Exercise details:
Restate word for word the line containing "Find the ground;" and each line that follows it, through the last line below, and nothing else.

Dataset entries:

+++

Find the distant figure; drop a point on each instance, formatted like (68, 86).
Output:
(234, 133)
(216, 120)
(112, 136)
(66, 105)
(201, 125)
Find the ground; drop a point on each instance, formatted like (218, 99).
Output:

+++

Response for this exercise:
Find the ground; drop a point on each instance, formatted like (218, 99).
Output:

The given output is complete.